▶

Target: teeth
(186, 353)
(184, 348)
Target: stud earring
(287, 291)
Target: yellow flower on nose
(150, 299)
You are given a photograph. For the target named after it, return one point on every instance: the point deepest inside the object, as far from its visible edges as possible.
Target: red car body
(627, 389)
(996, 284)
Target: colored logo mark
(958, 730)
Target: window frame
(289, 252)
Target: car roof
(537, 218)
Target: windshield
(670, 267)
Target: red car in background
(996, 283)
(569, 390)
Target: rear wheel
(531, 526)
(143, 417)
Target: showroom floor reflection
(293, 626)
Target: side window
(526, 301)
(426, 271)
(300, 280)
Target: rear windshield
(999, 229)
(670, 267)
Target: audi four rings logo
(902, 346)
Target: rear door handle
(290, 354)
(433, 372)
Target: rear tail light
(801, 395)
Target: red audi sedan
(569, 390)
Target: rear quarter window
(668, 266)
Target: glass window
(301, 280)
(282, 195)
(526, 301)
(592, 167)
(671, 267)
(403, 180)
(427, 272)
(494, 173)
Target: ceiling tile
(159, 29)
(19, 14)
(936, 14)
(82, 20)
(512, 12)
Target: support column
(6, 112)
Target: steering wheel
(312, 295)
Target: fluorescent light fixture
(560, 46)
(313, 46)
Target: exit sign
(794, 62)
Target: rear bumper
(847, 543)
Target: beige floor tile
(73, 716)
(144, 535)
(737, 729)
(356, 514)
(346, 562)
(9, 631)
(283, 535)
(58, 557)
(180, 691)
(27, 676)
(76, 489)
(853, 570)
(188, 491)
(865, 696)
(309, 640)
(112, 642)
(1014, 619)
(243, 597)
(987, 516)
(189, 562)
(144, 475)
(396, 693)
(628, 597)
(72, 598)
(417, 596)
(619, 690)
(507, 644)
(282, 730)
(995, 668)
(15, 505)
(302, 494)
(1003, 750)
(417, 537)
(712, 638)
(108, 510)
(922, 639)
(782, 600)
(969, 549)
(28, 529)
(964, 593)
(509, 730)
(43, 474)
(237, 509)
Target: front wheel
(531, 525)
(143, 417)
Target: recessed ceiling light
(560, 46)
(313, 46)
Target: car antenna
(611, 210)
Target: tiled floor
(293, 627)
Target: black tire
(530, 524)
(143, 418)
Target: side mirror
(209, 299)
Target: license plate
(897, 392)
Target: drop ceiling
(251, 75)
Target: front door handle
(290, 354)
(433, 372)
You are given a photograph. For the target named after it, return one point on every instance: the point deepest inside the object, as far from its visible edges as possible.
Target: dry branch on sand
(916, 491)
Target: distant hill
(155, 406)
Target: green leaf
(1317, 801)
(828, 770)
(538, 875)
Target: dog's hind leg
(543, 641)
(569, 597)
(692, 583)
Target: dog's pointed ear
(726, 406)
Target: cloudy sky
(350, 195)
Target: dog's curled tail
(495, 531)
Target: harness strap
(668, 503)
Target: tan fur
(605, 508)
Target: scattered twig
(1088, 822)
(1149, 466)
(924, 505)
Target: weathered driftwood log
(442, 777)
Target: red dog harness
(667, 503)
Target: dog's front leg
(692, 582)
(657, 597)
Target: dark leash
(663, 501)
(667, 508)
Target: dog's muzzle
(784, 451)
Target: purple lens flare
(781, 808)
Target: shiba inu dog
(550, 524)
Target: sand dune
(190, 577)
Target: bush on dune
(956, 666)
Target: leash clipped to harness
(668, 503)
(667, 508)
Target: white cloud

◀

▶ _WHAT NEEDS TO BE DONE_:
The material is to be written out again in full, with no word altered.

▶ _SOLUTION FOR THIS TASK_:
Target: teeth
(186, 353)
(184, 348)
Target: stud earring
(287, 291)
Target: yellow flower on nose
(150, 299)
You are given a photograph. For the target named after it, return one point on every instance: the point deepest inside the object, as far from its visible edges as possible.
Target: red car body
(627, 389)
(996, 284)
Target: colored logo mark
(958, 730)
Target: window frame
(289, 252)
Target: car roof
(537, 218)
Target: windshield
(670, 267)
Target: red car in background
(996, 283)
(569, 390)
Target: rear wheel
(531, 526)
(143, 417)
Target: showroom floor reflection
(293, 626)
Target: side window
(526, 301)
(426, 271)
(300, 280)
Target: rear windshield
(999, 229)
(670, 267)
Target: audi four rings logo
(902, 346)
Target: rear door handle
(290, 354)
(433, 372)
Target: rear tail light
(801, 395)
Target: red audi sedan
(569, 390)
Target: rear quarter window
(668, 266)
Target: glass window
(301, 280)
(282, 195)
(526, 301)
(592, 167)
(671, 267)
(403, 180)
(427, 272)
(494, 173)
Target: ceiling tile
(159, 29)
(19, 14)
(936, 14)
(82, 20)
(512, 12)
Target: support column
(6, 112)
Target: steering wheel
(312, 295)
Target: fluorescent light fixture
(560, 46)
(313, 46)
Target: exit sign
(794, 62)
Target: rear bumper
(847, 543)
Target: beige floor tile
(73, 716)
(144, 535)
(737, 729)
(356, 514)
(346, 562)
(9, 631)
(283, 535)
(58, 557)
(180, 691)
(27, 676)
(76, 489)
(853, 570)
(188, 491)
(865, 696)
(309, 640)
(112, 642)
(1014, 619)
(243, 597)
(987, 516)
(189, 562)
(144, 475)
(396, 693)
(628, 597)
(72, 598)
(417, 596)
(619, 690)
(507, 644)
(282, 730)
(995, 668)
(15, 505)
(302, 494)
(1003, 750)
(417, 537)
(712, 638)
(108, 510)
(922, 639)
(782, 600)
(969, 549)
(28, 529)
(964, 593)
(509, 730)
(43, 474)
(237, 509)
Target: front wheel
(531, 525)
(143, 417)
Target: recessed ceiling light
(560, 46)
(313, 46)
Target: car antenna
(611, 210)
Target: tiled floor
(293, 627)
Target: black tire
(530, 524)
(143, 418)
Target: side mirror
(209, 299)
Target: license plate
(897, 392)
Target: drop ceiling
(251, 75)
Target: front door handle
(290, 354)
(433, 372)
You are given a photograph. For the target named after it, return one point on every instance: the point deepest inside the object, as far from its visible edges as possible.
Target: dry branch on sand
(916, 491)
Target: distant hill
(155, 406)
Target: green leaf
(1317, 801)
(828, 770)
(538, 875)
Target: dog's hind leg
(543, 641)
(569, 597)
(692, 583)
Target: dog's pointed ear
(726, 406)
Target: cloudy sky
(350, 195)
Target: dog's curled tail
(495, 531)
Target: harness strap
(668, 503)
Target: tan fur
(605, 508)
Target: scattered twig
(1088, 822)
(1149, 466)
(924, 505)
Target: weathered driftwood log
(442, 777)
Target: red dog harness
(667, 503)
Target: dog's front leg
(692, 582)
(657, 597)
Target: dark leash
(663, 501)
(667, 508)
Target: dog's muzzle
(784, 451)
Target: purple lens flare
(781, 808)
Target: shiba inu dog
(550, 524)
Target: sand dune
(190, 577)
Target: bush on dune
(956, 666)
Target: leash clipped to harness
(668, 503)
(667, 508)
Target: white cloud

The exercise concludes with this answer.